ACTIVITY - For this exercise, reproduce the records exactly as they stand and do not carry any images over.

──────── EXTRACTED DATA ────────

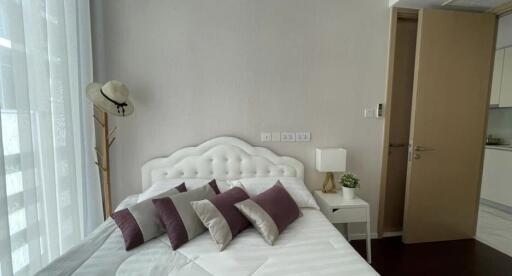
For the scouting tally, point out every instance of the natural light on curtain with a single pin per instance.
(49, 195)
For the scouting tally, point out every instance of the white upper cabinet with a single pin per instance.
(505, 95)
(496, 77)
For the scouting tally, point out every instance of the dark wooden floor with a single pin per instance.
(464, 257)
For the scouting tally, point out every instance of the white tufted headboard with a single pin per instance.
(222, 158)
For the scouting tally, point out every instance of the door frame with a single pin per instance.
(396, 14)
(404, 13)
(503, 9)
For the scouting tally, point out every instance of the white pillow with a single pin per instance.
(294, 186)
(167, 184)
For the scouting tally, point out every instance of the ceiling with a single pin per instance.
(477, 5)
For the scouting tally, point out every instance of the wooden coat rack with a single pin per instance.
(103, 157)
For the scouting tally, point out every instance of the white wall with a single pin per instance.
(504, 38)
(198, 69)
(500, 119)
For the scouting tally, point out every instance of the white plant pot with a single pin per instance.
(348, 193)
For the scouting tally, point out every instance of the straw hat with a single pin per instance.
(111, 97)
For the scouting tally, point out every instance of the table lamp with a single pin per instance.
(330, 160)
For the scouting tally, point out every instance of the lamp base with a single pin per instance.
(329, 186)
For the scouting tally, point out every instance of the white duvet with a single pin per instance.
(309, 246)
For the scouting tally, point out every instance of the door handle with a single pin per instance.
(421, 148)
(397, 145)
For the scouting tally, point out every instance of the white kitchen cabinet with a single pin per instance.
(497, 176)
(496, 77)
(506, 80)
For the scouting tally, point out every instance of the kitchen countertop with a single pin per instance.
(499, 147)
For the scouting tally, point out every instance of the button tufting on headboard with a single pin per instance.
(223, 158)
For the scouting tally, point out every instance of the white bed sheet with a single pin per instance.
(309, 246)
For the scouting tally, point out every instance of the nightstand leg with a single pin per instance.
(368, 239)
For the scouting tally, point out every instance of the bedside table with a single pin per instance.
(340, 210)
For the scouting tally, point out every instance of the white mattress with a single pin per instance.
(309, 246)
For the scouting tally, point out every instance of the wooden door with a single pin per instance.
(506, 79)
(452, 81)
(399, 122)
(496, 77)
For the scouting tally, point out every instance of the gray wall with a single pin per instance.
(198, 69)
(500, 119)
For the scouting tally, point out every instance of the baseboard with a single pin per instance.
(391, 234)
(362, 236)
(491, 245)
(502, 207)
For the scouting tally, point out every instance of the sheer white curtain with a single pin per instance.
(49, 191)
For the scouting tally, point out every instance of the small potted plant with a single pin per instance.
(349, 183)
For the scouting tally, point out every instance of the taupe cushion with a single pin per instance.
(180, 221)
(270, 212)
(221, 217)
(141, 222)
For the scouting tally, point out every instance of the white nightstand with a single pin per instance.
(340, 210)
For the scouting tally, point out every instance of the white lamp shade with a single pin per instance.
(331, 160)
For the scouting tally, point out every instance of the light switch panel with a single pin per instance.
(276, 136)
(303, 136)
(266, 136)
(287, 136)
(369, 113)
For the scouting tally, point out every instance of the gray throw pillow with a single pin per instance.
(141, 222)
(180, 221)
(270, 212)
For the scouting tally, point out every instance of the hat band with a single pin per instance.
(119, 106)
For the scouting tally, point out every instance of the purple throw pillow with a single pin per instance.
(270, 212)
(141, 222)
(180, 221)
(221, 217)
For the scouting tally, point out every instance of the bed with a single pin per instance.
(309, 246)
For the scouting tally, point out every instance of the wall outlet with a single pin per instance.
(303, 136)
(266, 136)
(287, 136)
(369, 113)
(276, 136)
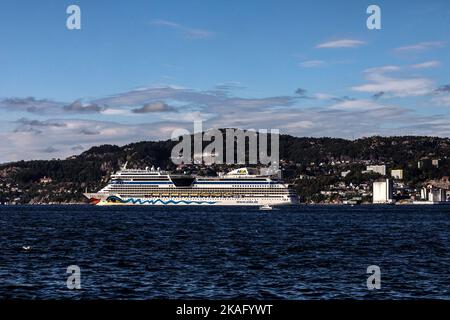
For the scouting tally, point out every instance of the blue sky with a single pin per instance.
(138, 70)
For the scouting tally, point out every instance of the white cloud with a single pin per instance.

────────

TASK SOLUTION -
For the scouting tally, point out every instance of the natural light on curtain with a single pin per instance.
(49, 195)
For the scouting tally, point out every instance of the white upper cabinet with a single pin per instance.
(505, 95)
(496, 77)
For the scouting tally, point out every instance of the dark wooden floor with a single pin per instance.
(464, 257)
For the scouting tally, point out every instance of the white tufted headboard with a single pin per instance.
(222, 158)
For the scouting tally, point out every instance of the door frame with a single pin per instance.
(396, 14)
(404, 13)
(503, 9)
For the scouting tally, point out every instance of the white pillow with a single pin per instance.
(294, 186)
(167, 184)
For the scouting tally, point out every instance of the ceiling with a single pin per instance.
(477, 5)
For the scouting tally, point out every instance of the wooden coat rack with a single pin per instance.
(103, 157)
For the scouting tally, point out every instance of the white wall with a single pin per instance.
(504, 38)
(198, 69)
(500, 119)
For the scouting tally, point out every instance of the white plant pot with a single pin per instance.
(348, 193)
For the scouting tally, point out every instance of the straw hat with a single pin per instance.
(111, 97)
For the scouting tally, point out every instance of the table lamp with a single pin per instance.
(330, 160)
For the scouting tally, point out every instance of the lamp base with a single pin per instance.
(329, 186)
For the scouting tally, point out every instance of the white duvet with a single pin per instance.
(309, 246)
For the scouting tally, point out every instance of the door handle with a single pin per instance.
(421, 148)
(397, 145)
For the scouting tally, point out every instance of the white kitchen cabinet with a single pin per instance.
(497, 176)
(496, 77)
(506, 80)
For the scouting tally, point out every instance of the kitchen countertop with a single pin per instance.
(499, 147)
For the scouting tally, point out every instance of the button tufting on headboard with a single pin per instance.
(223, 158)
For the scouting tally, point out every instance of the white bed sheet with a single pin per instance.
(309, 246)
For the scouting tally, point out every instance of the nightstand leg with a single pin per instance.
(368, 239)
For the scouting tally, point out every instance of the bedside table with a single pin per instance.
(340, 210)
For the scouting tally, point out every instance of the white mattress with a single pin per instance.
(309, 246)
For the scouting tally, point out every instance of the wooden door with a single pin per instance.
(506, 79)
(452, 81)
(399, 122)
(496, 77)
For the scouting tally, point out every instance of the gray wall with a single pin per instance.
(198, 69)
(500, 119)
For the scouting tally, point out every instance of the baseboard with a single pin per instance.
(391, 234)
(362, 236)
(491, 245)
(502, 207)
For the scouting tally, point out every instance of the sheer white curtain with a single pin per instance.
(49, 191)
For the scouting tally, point out every instance of the small potted plant with a single pin per instance.
(349, 183)
For the scouting tally, point out every instance of the taupe cushion with a single pin per instance.
(180, 221)
(270, 212)
(221, 217)
(141, 222)
For the scouting tally, point out every instance of the white nightstand with a single pin per instance.
(340, 210)
For the scouting tally, point out every instance of the white lamp shade with a single pin per instance.
(331, 160)
For the scouting tally, point out every instance of the light switch panel with a single pin per instance.
(276, 136)
(303, 136)
(266, 136)
(287, 136)
(369, 113)
For the scouting tally, point out every instance of the gray throw pillow with a single pin per instance.
(141, 222)
(180, 221)
(270, 212)
For the scouting tally, point out every instance of the hat band with a single pin per instance.
(119, 106)
For the scouting tally, point out every instance of the purple throw pillow with a single pin per instance.
(270, 212)
(141, 222)
(180, 221)
(221, 217)
For the scouting tally, point out every instance of the bed with a single pin per instance.
(309, 246)
For the scouting tally, point out every instance of the wall outlet with a single pin per instance.
(303, 136)
(266, 136)
(287, 136)
(369, 113)
(276, 136)
For the scouting tally, point out every instance of the blue sky with a single pin per instance.
(138, 70)
For the scouting tally, point out every instance of the white cloud with a single pin per instance.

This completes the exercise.